## TASK 1
In the passage on construction productivity, reproduce word for word the part between "The measures of" and "and the community.", inclusive.
## TASK 2
Resume the passage on construction productivity after its final sentence.

## TEXT FOR ANALYSIS

--- START ---

Our challenge is to prepare for this future

#Imagine when we leverage the data we collect to define a new range of measures that everyone agrees are indicators of construction productivity; measures that you don’t need a maths degree to calculate; and measures that can be used to benchmark and track performance improvement.

The measures of productivity are efficiency & effectiveness, though the most important measure must be satisfied, trusting clients who are prepared to pay a premium for our combined service that adds clear value to their business and the community.


However, it is dangerous to equate improved productivity with improved profitability, since profitability will be harder to find as the net cost of transformation moves closer to zero.

For this reason, the “risk-trading” model of construction, (offering a completed product) which has become the preferred model over the past forty years, will become more and more difficult to sustain, since profit in that model derives from the diminishing value of inputs to the transformation from an idea to reality.


Future profitability is more likely to derive from a service that clients see as sufficiently valuable to pay a good premium for.  This service is the transformation of an idea (design) into reality, through a trustworthy process that guarantees a high-quality product, delivered on time and within budget. (i.e., we deliver on our promises).


Where to begin this journey?

First, we must identify, and agree on, the blockages inhibiting process efficiency and effectiveness, then create frictionless platforms and process to prepare for, and take advantage of, new and emerging technologies.


This will be much more difficult than simply adopting new technologies, hoping for improvement, because we must leave the comfort of our long-held beliefs, culture, and processes as we move into the future.


The problem is, we don’t have time to think about it, as knowledge and computer power are exploding exponentially.


Our first and most important challenge is to prepare for change.

--- END ---

(Entries drawn from a collection)

--- START ---

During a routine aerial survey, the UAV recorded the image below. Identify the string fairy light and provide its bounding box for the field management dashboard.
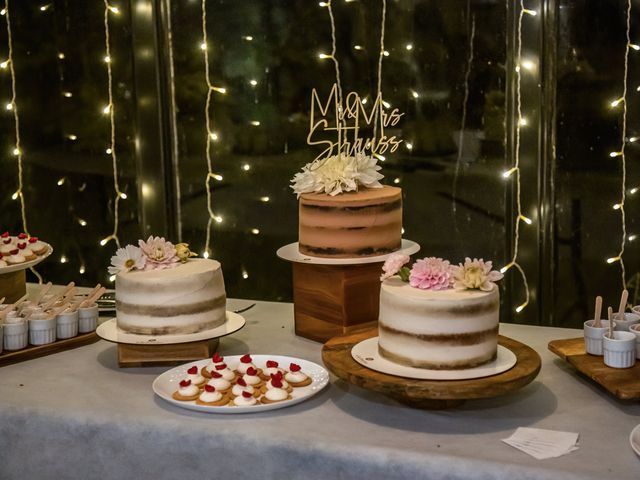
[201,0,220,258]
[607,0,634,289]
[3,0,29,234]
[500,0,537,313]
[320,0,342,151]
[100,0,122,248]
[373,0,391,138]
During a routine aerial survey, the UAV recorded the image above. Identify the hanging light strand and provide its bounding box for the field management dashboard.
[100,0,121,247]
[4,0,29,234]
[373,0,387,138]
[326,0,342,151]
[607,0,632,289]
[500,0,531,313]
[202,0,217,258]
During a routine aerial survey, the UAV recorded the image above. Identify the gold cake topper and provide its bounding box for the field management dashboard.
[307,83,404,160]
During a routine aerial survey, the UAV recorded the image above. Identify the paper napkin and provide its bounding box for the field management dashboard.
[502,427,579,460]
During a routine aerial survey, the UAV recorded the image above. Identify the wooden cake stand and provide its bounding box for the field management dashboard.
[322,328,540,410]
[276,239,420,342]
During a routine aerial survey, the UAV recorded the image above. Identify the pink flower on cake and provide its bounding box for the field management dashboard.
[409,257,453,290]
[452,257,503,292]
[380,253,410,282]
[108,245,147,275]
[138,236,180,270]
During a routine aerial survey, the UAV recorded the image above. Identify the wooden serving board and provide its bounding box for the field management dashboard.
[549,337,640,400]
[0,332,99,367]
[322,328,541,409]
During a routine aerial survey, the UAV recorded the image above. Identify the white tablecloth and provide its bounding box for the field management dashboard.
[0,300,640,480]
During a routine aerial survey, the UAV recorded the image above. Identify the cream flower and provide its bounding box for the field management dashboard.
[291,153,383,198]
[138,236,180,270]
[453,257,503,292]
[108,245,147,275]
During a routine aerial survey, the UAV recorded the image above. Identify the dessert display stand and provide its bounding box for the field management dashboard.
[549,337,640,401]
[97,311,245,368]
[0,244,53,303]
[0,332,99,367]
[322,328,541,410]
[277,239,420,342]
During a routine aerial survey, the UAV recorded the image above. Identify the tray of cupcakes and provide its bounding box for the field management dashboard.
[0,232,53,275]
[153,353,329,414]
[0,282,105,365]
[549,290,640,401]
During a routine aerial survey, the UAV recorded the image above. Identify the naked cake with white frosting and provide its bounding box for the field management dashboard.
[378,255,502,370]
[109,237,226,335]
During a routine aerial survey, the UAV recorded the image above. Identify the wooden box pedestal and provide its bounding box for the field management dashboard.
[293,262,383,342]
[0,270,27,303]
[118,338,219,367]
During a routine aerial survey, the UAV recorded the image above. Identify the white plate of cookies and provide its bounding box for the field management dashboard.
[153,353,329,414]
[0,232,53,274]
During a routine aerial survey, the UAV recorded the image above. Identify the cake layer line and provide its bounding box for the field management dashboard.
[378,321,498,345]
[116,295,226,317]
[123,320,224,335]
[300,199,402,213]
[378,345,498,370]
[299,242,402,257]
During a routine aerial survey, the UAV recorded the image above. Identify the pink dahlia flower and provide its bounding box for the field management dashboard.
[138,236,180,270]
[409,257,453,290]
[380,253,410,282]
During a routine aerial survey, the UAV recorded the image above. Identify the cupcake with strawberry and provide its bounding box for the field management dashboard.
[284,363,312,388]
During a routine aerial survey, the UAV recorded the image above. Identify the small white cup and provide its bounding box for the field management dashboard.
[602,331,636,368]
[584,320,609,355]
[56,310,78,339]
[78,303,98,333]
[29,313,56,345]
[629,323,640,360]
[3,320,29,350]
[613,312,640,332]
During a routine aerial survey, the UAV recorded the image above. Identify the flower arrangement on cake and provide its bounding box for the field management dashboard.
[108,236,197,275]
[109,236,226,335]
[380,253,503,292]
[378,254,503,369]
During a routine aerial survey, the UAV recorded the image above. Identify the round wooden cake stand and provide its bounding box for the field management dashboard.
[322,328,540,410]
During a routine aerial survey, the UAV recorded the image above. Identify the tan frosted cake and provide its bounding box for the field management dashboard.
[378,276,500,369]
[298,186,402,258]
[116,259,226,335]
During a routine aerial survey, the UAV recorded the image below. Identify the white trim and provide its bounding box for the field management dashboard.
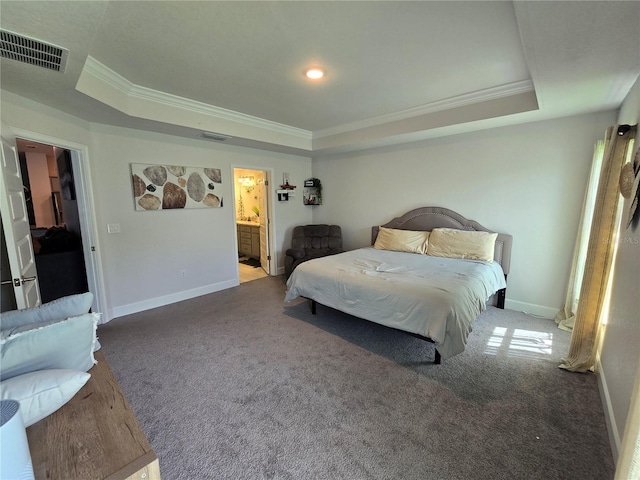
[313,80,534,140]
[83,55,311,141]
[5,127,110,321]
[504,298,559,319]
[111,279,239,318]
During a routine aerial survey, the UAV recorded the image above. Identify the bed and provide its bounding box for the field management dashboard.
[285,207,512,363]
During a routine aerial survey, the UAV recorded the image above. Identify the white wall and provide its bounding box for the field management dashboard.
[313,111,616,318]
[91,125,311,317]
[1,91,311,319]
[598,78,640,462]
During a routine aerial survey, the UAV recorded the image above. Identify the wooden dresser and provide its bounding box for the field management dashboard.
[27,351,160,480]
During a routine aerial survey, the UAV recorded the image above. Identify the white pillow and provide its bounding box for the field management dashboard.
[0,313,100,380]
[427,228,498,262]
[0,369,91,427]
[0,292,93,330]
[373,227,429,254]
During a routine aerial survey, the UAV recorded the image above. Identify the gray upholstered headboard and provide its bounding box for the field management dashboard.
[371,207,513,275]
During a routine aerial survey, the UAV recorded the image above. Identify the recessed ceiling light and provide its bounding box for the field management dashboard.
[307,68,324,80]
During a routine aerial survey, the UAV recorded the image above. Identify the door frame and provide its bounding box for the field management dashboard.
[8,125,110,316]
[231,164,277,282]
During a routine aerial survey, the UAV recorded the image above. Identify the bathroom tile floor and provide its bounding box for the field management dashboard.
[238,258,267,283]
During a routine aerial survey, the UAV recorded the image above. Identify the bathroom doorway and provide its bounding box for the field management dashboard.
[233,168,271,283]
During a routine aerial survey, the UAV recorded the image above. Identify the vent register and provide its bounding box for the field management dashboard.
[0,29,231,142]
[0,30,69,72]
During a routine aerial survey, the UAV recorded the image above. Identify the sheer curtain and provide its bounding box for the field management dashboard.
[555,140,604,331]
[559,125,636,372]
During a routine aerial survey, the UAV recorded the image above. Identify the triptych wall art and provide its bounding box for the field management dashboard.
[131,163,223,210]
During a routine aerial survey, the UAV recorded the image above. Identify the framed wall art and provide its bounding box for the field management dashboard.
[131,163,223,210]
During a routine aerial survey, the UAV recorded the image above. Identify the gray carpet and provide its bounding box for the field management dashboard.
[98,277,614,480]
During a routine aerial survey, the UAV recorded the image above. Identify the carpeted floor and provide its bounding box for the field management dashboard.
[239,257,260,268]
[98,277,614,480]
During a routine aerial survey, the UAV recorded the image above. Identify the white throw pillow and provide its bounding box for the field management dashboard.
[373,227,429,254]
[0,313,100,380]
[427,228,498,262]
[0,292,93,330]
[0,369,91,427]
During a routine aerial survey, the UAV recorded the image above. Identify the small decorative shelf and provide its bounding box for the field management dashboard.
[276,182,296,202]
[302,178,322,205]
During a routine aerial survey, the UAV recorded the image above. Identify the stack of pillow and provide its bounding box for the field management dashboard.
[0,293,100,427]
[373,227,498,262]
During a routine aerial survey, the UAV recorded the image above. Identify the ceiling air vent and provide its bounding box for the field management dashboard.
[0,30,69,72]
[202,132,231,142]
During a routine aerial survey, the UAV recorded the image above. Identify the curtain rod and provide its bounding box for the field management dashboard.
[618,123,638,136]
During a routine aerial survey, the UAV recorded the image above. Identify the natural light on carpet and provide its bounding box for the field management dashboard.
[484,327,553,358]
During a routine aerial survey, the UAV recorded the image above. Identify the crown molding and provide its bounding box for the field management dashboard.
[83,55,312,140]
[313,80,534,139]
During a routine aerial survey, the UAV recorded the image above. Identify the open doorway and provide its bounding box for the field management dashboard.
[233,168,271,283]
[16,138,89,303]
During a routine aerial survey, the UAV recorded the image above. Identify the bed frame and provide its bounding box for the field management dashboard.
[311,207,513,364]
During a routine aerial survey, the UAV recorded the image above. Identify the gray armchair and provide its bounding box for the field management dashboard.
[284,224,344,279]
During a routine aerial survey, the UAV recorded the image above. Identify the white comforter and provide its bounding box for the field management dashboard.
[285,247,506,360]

--- END ---

## YOUR RESPONSE 1
The measures of productivity are efficiency & effectiveness, though the most important measure must be satisfied, trusting clients who are prepared to pay a premium for our combined service that adds clear value to their business and the community.

## YOUR RESPONSE 2
Data-driven decision making

Construction projects create immense amounts of data but use very little of it, particularly once a project is complete. Data such as engineering calculations, project costs, equipment usage, hours worked, identified defects, embodied carbon, weather conditions, utility locations and ground conditions currently either end up in a contractual claim, in the hard-to-reach recesses of a contractor SharePoint site or printed off for a Client and filed in a dusty storeroom.

Rarely is this information used to identify process improvement opportunities, improve forecasting or refine designs. Nor is this data used to understand performance, to identify how well or how efficiently a project was delivered or the extent to which outcomes were achieved. This failure to leverage data is one of the reasons (but not the only reason) why the construction industry is stuck in the past and productivity is now worse than it was thirty years ago.

These remarks are a sad commentary on our times, and a clear message that knowledge can be lost without nurturing and valuing.  Like a tree, it can grow and thrive, but without tending it will die.


The siloing and randomising of valuable data in corporate data bases is a phenomenon that has occurred over the past forty years, as business of all kinds believed that owning data gave them power and competitive advantage.


Prior to that time construction data was more orderly, rules based, and as a minimum, shared at project level.  Some data, including cost data, was analysed, aggregated and shared for professional use.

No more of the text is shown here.